Point labeling examples
====

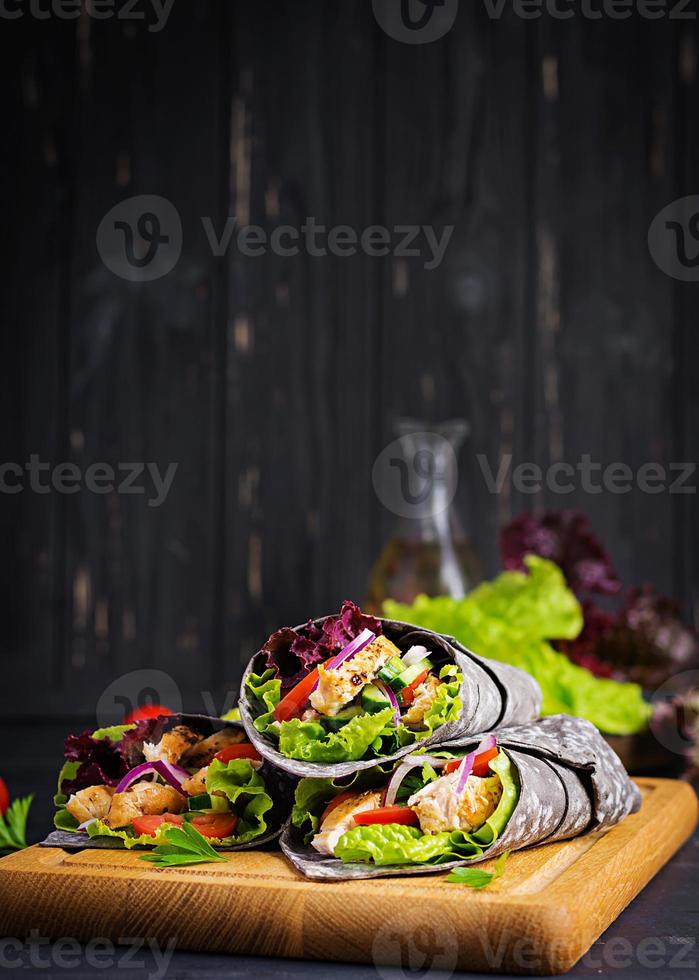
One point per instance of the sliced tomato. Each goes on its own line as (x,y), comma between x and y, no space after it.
(387,814)
(242,751)
(294,702)
(215,824)
(147,711)
(336,800)
(480,763)
(4,798)
(149,824)
(407,695)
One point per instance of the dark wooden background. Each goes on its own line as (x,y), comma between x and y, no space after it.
(274,382)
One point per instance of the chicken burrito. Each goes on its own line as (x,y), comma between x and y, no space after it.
(126,784)
(463,802)
(348,690)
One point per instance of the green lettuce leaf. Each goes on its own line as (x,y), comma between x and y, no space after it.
(238,780)
(513,619)
(384,844)
(387,844)
(264,693)
(363,736)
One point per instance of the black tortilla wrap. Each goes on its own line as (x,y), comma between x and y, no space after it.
(492,694)
(278,785)
(570,782)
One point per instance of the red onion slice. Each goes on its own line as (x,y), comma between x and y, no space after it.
(414,655)
(392,698)
(172,774)
(354,646)
(464,770)
(410,762)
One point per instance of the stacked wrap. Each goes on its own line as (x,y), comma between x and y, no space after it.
(570,782)
(493,695)
(276,784)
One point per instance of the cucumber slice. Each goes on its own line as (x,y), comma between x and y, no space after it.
(374,699)
(409,674)
(391,669)
(336,722)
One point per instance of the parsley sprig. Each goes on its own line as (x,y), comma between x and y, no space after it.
(477,878)
(13,826)
(185,846)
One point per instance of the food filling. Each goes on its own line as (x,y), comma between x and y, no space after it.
(345,690)
(211,782)
(433,809)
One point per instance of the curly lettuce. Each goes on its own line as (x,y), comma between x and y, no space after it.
(391,844)
(513,619)
(364,736)
(239,782)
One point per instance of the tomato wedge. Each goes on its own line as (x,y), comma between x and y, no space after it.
(242,751)
(147,711)
(292,704)
(149,824)
(387,814)
(336,801)
(407,695)
(215,824)
(480,763)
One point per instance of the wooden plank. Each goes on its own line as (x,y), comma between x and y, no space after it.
(540,917)
(37,80)
(603,345)
(140,578)
(455,152)
(302,331)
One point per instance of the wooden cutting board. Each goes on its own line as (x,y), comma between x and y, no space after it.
(540,917)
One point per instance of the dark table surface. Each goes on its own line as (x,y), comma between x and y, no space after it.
(655,936)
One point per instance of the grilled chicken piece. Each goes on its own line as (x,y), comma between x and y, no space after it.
(94,801)
(196,784)
(438,807)
(203,752)
(341,819)
(172,745)
(338,687)
(142,799)
(425,696)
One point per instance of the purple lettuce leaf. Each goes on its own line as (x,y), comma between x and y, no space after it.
(103,761)
(566,538)
(291,653)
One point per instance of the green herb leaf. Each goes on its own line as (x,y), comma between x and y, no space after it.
(185,846)
(13,826)
(475,877)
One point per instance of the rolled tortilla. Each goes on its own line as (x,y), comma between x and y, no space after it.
(277,785)
(492,695)
(570,783)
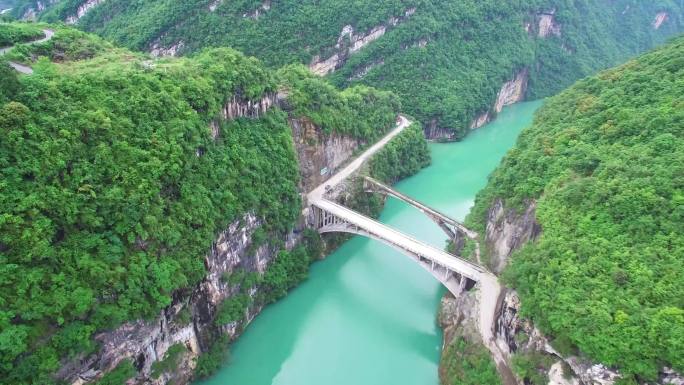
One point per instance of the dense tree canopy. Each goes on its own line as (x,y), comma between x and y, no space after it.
(605,162)
(112,185)
(12,33)
(447,60)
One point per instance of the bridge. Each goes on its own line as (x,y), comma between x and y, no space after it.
(327,216)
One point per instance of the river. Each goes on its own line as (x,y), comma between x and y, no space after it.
(367,313)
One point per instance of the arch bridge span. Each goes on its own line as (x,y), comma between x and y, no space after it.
(329,217)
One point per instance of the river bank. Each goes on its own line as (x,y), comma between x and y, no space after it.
(366,315)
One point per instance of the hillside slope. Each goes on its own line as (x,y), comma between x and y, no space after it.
(134,188)
(447,60)
(602,170)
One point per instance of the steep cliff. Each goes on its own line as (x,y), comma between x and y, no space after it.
(160,204)
(448,61)
(575,216)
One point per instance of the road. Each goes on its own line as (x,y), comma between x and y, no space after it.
(343,174)
(490,289)
(402,240)
(20,67)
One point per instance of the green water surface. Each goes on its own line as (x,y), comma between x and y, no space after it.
(367,313)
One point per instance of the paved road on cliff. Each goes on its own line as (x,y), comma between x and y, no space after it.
(343,174)
(20,67)
(490,289)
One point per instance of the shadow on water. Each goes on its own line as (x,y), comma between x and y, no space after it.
(367,313)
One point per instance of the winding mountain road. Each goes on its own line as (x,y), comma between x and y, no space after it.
(20,67)
(490,290)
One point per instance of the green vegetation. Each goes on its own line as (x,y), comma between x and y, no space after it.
(533,368)
(232,309)
(124,371)
(467,363)
(356,111)
(67,44)
(404,156)
(209,362)
(13,33)
(447,61)
(170,361)
(291,267)
(605,162)
(113,187)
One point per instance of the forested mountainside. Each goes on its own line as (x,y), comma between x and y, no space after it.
(447,60)
(604,165)
(118,171)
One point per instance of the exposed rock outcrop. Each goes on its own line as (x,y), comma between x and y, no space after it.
(350,42)
(145,342)
(157,50)
(547,24)
(189,320)
(320,155)
(481,120)
(512,91)
(507,230)
(263,8)
(31,13)
(557,377)
(434,132)
(243,108)
(82,10)
(660,18)
(363,71)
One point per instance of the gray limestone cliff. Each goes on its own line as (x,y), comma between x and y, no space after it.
(507,230)
(511,92)
(189,320)
(351,41)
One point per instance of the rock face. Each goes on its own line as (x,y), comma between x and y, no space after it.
(547,24)
(31,13)
(512,91)
(507,231)
(319,155)
(189,320)
(157,50)
(350,42)
(239,107)
(660,18)
(82,10)
(147,342)
(263,8)
(434,132)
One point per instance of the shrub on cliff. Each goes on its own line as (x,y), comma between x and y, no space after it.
(605,162)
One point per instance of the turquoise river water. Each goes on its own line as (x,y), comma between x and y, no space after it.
(367,313)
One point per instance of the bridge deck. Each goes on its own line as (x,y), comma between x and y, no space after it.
(402,240)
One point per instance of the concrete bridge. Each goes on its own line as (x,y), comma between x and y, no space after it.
(330,217)
(327,217)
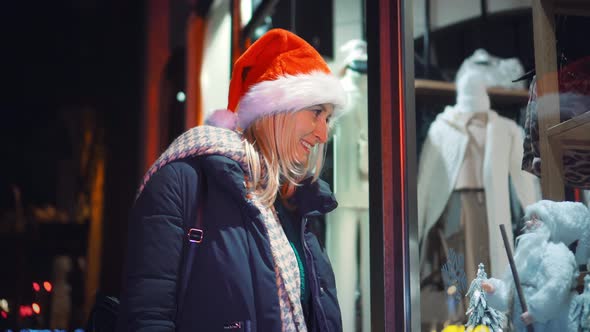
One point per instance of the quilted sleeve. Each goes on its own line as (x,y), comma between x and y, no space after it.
(154,254)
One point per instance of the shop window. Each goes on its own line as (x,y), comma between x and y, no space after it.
(502,111)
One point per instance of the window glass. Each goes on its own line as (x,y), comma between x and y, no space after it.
(502,107)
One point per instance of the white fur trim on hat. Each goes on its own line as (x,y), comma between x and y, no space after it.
(290,93)
(222,118)
(567,221)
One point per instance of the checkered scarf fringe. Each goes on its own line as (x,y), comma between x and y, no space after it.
(207,140)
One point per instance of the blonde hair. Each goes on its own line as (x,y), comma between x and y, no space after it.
(270,153)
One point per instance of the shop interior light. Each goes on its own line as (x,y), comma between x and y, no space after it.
(4,305)
(180,96)
(25,311)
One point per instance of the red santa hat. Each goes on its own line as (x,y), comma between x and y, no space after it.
(280,72)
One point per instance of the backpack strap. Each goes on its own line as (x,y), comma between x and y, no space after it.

====

Without including any picture, repeat the data exactly.

One point per instance of the sliced tomato. Each goes on its own line as (x,y), comma between x and y, no space after it.
(387,814)
(242,751)
(294,702)
(215,824)
(147,711)
(336,800)
(480,763)
(4,798)
(149,824)
(407,695)
One point per instance of the dark wooden background. Each goes on its own line as (x,y), comma between x and y, no space after it.
(274,382)
One point per instance of the chicken burrito. Each goes on its own line as (x,y), comma between x and y, no space after it.
(126,784)
(463,802)
(348,690)
One point per instance of the green lettuce leaf. Each goes on its own line as (x,y), comma between x and y, no space after it.
(238,780)
(513,619)
(384,844)
(387,844)
(264,693)
(363,736)
One point per instance of the black tortilla wrap. Each goes on its own line as (x,y), comma between x and y, no space after it.
(492,694)
(278,785)
(570,782)
One point per instance of the red onion slice. Each goes on its own line as (x,y), comma between x and y, no space after it.
(414,655)
(392,698)
(172,774)
(354,646)
(464,770)
(410,762)
One point per instance of the stacked wrap. Each goes on its own line as (x,y), comma between x and y, no space after it.
(570,782)
(493,695)
(276,784)
One point per instance of the cucumber slice. Each goes on its own line as (x,y), comma between x and y, no space after it.
(374,699)
(409,674)
(391,669)
(336,722)
One point per instance of the parsley sprig. Each goes on its own line as (x,y), comma between x and y, no space after it.
(477,878)
(13,826)
(185,846)
One point per instance of the food filling. Each goes on its own line as (x,y), comma between x and y, no space after it.
(345,690)
(211,782)
(433,809)
One point per instance of the curly lettuce. Each goes on its own line as (x,y), comma between x and y, no space after it.
(391,844)
(513,619)
(364,736)
(239,782)
One point per instance of the tomato wedge. Each goes on its own line as (x,y), comma between x and y, no space after it.
(242,751)
(147,711)
(292,704)
(149,824)
(387,814)
(336,801)
(407,695)
(215,824)
(480,763)
One point per instance of the wooden plank. Each goes on its own line as (x,y), comma between x and y, no space after it.
(540,917)
(37,80)
(603,345)
(140,578)
(455,152)
(302,331)
One point per instance of the wooden cutting board. Each goes on its own line as (x,y), comma between x and y, no space after it.
(540,917)
One point per instance of the dark table surface. Each goes on its own line as (x,y), comma between x and y, no space after it.
(655,936)
One point per instance of the grilled chicken piece. Each goes on its own line as (x,y), comma between x and y, no space after it.
(94,801)
(196,784)
(438,807)
(203,752)
(341,819)
(172,745)
(338,687)
(142,799)
(425,696)
One point per instance of the purple lettuce leaf. Each goes on its own line as (x,y), comma between x and y, no space after it.
(103,761)
(566,538)
(291,653)
One point per instance of the green herb leaf. Each goes on its own line as (x,y), comma between x and y, no space after it.
(185,846)
(13,826)
(475,877)
One point per instance of the rolled tortilla. Each goes on its own line as (x,y), comma between x and y, no space after it.
(277,785)
(492,695)
(570,783)
One point per instance of the dense tree canopy. Each goes on its own line as (x,y), comma between x and y, no space after it.
(605,162)
(112,185)
(12,33)
(447,60)
One point per instance of the bridge. Each goes on its own line as (x,y), comma between x and y, no space after it.
(327,216)
One point per instance of the river. Each goes on its own line as (x,y), comma between x and y, no space after it.
(367,313)
One point per instance of the arch bridge span. Each goes on its own line as (x,y), comma between x and y, no space after it.
(329,217)
One point per instance of the river bank. Each goes on its own line as (x,y), comma between x and y, no space after it.
(366,315)
One point per instance of the hillside slope. Each goes on its own line as (x,y), comma between x and y, no space after it.
(134,188)
(447,60)
(602,170)
One point per instance of the steep cliff. Each goes on its own line as (x,y), comma between x and y, no space after it.
(160,204)
(448,61)
(575,216)
One point per instance of the road. Each goes on its own line as (x,y), comma between x and y, no space after it.
(343,174)
(490,289)
(402,240)
(20,67)
One point per instance of the green water surface. Each goes on its own line as (x,y), comma between x and y, no space after it.
(367,313)
One point per instance of the paved road on cliff. Each goes on its own line as (x,y), comma between x and y, no space after it.
(343,174)
(20,67)
(490,289)
One point per instance of the shadow on water. Each goes on its own line as (x,y), comma between x and y, no space after it.
(367,313)
One point per instance of the winding mountain road. Each goes on its own line as (x,y), comma between x and y, no space after it.
(20,67)
(490,290)
One point per instance of the green vegetation. Each goes on its own line as (x,y), comma between x and y, no space after it.
(533,368)
(232,309)
(124,371)
(467,363)
(356,111)
(67,44)
(404,156)
(209,362)
(13,33)
(447,61)
(170,361)
(291,267)
(605,162)
(113,187)
One point per instance of the forested mountainside. Each goes on its own line as (x,y), comma between x and y, no space after it.
(447,60)
(604,165)
(118,171)
One point per instance of the exposed rock outcrop. Each goes on its own line as (x,y), comma between x and y, no space after it.
(350,42)
(145,342)
(157,50)
(547,24)
(189,320)
(320,155)
(481,120)
(512,91)
(507,230)
(263,8)
(31,13)
(557,377)
(434,132)
(243,108)
(82,10)
(660,18)
(363,71)
One point per instance of the gray limestone cliff. Each goes on its own line as (x,y), comma between x and y, no space after it.
(507,230)
(511,92)
(189,320)
(351,41)
One point per instance of the rock face. Each goes on its own line as (x,y), comma between x and y, no space after it.
(547,24)
(31,13)
(512,91)
(507,231)
(319,155)
(189,320)
(157,50)
(350,42)
(239,107)
(660,18)
(82,10)
(147,342)
(263,8)
(434,132)
One point per instance of the shrub on cliff. Each goes on its own line as (x,y), comma between x and y, no space after it.
(605,162)
One point per instance of the turquoise river water. Each goes on its own line as (x,y), comma between x and y, no space after it.
(367,313)
One point per instance of the bridge deck. Each goes on its own line as (x,y), comma between x and y, no space after it.
(402,240)
One point per instance of the concrete bridge. Each goes on its own line as (x,y), comma between x and y, no space after it.
(330,217)
(327,217)
One point per instance of the quilted sleeve. Each goes on its own line as (x,y), comma between x and y, no space after it.
(154,254)
One point per instance of the shop window. Each goes on its own line as (x,y), comma between x and y, no space after it.
(502,111)
One point per instance of the window glass. Each goes on its own line as (x,y), comma between x and y, no space after it.
(502,107)
One point per instance of the white fur trim on hat. Each goes on its own line as (x,y), comma between x and y, no space after it.
(290,93)
(222,118)
(567,221)
One point per instance of the checkered scarf fringe. Each goes on its own line as (x,y), comma between x and y, no space after it.
(207,140)
One point per instance of the blonde hair. Each goes on its own line as (x,y), comma between x and y, no space after it.
(270,153)
One point per instance of the shop interior light. Each goes on its own line as (x,y), comma between x and y, no space after it.
(4,305)
(180,96)
(25,311)
One point per instance of the red santa hat. Each goes on its own line as (x,y), comma between x and y, no space after it.
(280,72)
One point per instance of the backpack strap. Each goes on its own line as (x,y), comma between x and y, no space after it.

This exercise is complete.